Excerpts from a detection dataset:
+--

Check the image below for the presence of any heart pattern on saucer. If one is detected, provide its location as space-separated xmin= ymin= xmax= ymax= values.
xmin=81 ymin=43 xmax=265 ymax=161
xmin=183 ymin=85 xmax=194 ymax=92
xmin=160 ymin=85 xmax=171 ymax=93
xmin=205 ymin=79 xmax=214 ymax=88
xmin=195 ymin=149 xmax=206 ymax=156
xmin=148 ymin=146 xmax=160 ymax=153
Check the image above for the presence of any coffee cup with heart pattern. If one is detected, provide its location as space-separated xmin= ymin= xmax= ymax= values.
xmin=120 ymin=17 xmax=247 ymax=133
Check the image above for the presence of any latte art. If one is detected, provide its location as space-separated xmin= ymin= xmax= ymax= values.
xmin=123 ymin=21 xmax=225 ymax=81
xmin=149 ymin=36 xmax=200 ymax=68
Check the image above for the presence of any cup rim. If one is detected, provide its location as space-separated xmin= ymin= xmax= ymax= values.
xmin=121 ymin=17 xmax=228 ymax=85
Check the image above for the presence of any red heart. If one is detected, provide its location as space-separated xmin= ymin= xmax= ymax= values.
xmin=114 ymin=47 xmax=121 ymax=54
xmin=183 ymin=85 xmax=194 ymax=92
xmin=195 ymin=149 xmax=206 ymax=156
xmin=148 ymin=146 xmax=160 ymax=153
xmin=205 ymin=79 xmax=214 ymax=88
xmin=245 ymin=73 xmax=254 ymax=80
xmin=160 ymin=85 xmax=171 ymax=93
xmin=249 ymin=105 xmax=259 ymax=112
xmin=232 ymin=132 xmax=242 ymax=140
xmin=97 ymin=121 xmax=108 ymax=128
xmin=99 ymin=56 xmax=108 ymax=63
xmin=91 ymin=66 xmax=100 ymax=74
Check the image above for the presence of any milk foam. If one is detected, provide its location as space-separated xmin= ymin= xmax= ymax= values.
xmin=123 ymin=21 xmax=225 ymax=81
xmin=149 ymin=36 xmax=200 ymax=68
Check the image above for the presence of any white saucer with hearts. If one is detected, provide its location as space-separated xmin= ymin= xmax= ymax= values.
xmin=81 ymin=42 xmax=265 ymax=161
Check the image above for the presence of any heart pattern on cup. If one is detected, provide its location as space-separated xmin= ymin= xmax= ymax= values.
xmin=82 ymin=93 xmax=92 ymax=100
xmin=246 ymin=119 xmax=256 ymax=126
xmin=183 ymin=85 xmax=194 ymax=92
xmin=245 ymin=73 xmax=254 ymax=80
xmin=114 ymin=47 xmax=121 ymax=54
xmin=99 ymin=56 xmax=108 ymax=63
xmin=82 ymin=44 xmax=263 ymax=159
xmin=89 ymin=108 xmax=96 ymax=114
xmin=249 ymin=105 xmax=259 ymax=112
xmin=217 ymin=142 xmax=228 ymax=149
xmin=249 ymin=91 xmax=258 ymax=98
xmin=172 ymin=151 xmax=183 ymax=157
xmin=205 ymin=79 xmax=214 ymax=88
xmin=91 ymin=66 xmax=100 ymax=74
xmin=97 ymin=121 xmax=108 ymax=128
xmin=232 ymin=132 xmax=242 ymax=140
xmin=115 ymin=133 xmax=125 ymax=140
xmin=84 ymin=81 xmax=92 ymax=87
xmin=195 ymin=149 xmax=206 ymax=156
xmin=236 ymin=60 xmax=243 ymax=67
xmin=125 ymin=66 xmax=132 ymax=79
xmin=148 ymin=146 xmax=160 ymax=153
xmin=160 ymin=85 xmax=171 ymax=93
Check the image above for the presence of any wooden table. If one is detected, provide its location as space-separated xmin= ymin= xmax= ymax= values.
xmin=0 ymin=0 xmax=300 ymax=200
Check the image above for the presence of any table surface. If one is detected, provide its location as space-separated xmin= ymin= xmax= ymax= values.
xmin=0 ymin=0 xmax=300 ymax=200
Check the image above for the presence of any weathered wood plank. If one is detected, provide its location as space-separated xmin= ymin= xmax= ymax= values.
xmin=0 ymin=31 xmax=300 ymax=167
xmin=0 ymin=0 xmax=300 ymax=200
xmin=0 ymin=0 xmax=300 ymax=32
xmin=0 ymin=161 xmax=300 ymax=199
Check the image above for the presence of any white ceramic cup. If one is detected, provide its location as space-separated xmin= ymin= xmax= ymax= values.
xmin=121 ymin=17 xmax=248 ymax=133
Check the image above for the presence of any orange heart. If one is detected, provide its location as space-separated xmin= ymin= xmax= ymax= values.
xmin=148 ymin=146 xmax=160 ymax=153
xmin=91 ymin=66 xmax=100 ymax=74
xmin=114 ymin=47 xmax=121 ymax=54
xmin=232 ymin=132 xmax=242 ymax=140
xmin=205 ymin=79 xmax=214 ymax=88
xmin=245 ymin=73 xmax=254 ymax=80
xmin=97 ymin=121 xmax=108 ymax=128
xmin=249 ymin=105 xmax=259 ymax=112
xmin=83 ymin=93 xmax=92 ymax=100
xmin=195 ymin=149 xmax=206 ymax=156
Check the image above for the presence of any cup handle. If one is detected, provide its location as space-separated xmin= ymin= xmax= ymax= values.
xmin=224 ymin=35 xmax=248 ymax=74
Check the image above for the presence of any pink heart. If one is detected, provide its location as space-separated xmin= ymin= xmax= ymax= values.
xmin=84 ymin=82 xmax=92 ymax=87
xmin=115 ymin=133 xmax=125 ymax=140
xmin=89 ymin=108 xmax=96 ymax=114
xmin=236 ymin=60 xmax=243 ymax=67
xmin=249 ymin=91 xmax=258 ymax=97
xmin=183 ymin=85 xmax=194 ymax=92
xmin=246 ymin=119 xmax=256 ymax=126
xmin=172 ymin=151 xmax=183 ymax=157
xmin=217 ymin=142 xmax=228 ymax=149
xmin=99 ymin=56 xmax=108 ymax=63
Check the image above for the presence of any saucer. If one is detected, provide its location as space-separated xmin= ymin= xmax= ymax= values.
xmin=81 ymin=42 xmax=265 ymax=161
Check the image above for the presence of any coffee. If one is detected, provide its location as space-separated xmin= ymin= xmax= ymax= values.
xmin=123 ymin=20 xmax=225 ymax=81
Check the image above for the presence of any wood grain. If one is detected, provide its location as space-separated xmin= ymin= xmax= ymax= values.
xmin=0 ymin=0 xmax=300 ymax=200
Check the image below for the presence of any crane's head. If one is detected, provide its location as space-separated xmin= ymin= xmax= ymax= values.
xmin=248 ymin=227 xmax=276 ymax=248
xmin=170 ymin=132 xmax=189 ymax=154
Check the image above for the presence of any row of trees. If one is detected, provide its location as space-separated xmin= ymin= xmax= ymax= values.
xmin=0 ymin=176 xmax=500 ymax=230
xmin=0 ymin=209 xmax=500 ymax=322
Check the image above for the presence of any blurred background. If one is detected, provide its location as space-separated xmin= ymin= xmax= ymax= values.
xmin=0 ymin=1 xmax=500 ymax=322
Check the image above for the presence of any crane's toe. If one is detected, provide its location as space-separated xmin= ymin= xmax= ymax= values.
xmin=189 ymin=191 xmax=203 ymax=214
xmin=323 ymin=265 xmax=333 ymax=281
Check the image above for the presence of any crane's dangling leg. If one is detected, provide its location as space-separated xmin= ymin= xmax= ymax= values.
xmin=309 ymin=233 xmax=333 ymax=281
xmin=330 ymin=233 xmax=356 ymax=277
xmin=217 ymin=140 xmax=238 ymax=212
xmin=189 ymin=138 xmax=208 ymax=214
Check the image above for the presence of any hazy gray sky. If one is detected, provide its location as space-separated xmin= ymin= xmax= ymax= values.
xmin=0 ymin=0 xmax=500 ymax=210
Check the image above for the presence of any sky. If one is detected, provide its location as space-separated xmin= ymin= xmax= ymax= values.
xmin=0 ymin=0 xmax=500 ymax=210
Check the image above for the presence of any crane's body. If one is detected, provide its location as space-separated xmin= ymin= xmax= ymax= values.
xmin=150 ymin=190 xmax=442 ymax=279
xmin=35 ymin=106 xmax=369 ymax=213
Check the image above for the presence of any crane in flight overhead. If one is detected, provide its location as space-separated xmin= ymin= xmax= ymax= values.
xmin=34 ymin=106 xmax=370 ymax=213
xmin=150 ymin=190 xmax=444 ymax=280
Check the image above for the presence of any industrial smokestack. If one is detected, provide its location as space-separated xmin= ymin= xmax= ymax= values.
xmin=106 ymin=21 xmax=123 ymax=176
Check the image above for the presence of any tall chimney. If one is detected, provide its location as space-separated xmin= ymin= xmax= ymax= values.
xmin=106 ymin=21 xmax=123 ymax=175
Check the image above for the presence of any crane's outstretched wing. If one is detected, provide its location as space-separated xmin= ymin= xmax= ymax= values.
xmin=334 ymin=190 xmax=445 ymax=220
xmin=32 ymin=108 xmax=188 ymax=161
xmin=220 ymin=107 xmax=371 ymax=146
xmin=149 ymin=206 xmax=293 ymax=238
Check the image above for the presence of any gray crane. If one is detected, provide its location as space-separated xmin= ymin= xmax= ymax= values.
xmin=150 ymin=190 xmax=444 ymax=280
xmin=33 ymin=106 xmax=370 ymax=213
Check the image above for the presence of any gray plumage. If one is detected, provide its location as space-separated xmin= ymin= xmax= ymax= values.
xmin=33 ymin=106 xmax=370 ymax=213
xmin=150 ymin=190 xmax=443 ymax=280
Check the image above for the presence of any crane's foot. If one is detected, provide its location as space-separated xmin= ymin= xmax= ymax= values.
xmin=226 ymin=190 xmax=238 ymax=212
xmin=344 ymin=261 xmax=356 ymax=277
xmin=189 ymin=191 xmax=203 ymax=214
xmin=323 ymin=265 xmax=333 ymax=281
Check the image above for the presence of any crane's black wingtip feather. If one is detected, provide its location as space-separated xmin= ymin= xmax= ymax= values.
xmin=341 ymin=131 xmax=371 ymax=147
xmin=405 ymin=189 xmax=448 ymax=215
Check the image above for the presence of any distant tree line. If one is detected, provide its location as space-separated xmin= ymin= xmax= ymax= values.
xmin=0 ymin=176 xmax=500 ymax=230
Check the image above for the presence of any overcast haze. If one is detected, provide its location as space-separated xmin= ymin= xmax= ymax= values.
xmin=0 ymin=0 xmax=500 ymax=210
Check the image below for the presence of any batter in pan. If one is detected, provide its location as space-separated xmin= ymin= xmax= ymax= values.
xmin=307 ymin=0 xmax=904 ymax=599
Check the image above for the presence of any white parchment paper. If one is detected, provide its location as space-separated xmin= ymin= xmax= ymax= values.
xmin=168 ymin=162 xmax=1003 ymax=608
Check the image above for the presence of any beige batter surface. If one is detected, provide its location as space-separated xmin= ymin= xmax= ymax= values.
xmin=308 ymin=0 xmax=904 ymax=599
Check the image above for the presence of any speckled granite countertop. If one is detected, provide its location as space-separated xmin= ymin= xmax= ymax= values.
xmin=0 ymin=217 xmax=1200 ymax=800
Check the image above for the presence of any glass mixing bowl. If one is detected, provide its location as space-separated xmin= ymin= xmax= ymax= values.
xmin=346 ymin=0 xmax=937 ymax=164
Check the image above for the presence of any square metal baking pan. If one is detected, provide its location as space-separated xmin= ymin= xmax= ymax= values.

+--

TO BE DONE:
Reproduce the part of the records that opens with the line containing "Check the image above for the presence of any distant" and continues through the end of the records, replacing each "detected" with "found" and changing nothing else.

SOLUTION FOR THIS EXERCISE:
Check the image above for the presence of any distant tree line. If one is found, provide its location as space-separated xmin= ymin= xmax= ymax= values.
xmin=0 ymin=176 xmax=500 ymax=230
Check the image above for the presence of any overcast haze. If one is found, provide its location as space-separated xmin= ymin= xmax= ymax= values.
xmin=0 ymin=0 xmax=500 ymax=210
Check the image below for the presence of any batter in pan. If one is found, provide its location as space-separated xmin= ymin= xmax= ymax= values.
xmin=307 ymin=0 xmax=904 ymax=599
Check the image above for the presence of any white parchment paper. If one is found, provide its location as space-separated xmin= ymin= xmax= ymax= values.
xmin=168 ymin=162 xmax=1003 ymax=608
Check the image above for the presence of any beige batter surface. If one is found, provide its location as space-separated xmin= ymin= xmax= ymax= values.
xmin=308 ymin=0 xmax=904 ymax=599
Check the image above for the presence of any speckled granite countertop. If one is found, provide its location as space-separated xmin= ymin= xmax= ymax= values.
xmin=0 ymin=217 xmax=1200 ymax=800
Check the image above for the presence of any glass mixing bowl. If one is found, provide its location as space-separated xmin= ymin= xmax= ymax= values.
xmin=346 ymin=0 xmax=937 ymax=164
Check the image above for the presence of any square metal baking pan. If one is found, provide its location as space-separated xmin= ymin= xmax= ymax= values.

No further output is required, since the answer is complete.